## [WHAT TO PRODUCE]
Return the listing below exactly as it stands. Pictures stay out.
****************************************
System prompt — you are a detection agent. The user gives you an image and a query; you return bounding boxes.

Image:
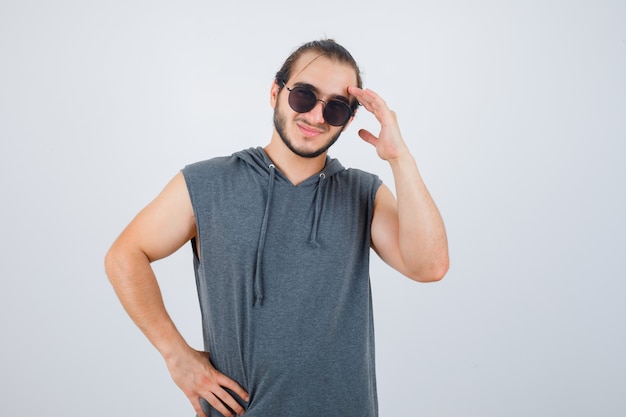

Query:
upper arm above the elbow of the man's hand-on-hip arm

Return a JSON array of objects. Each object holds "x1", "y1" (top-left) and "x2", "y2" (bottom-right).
[{"x1": 117, "y1": 172, "x2": 196, "y2": 262}]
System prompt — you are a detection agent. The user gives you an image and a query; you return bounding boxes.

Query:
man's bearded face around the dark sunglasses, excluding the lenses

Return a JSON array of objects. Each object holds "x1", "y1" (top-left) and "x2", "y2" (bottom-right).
****************************************
## [TASK OUTPUT]
System prompt — you are a detection agent. The user gives you an image and a query; you return bounding boxes.

Image:

Query:
upper arm above the elbow of the man's hand-on-hip arm

Return a JSON array of objects. Each object holds "x1", "y1" (top-left) and "x2", "y2" (bottom-right).
[{"x1": 117, "y1": 172, "x2": 196, "y2": 262}]
System prompt — you are a detection agent. The user gives you an image and a query; you return bounding boxes.

Query:
man's bearded face around the dark sunglasses, excluding the lenses

Return a JSON array of objects. Each object holds "x1", "y1" (top-left) and "x2", "y2" (bottom-right).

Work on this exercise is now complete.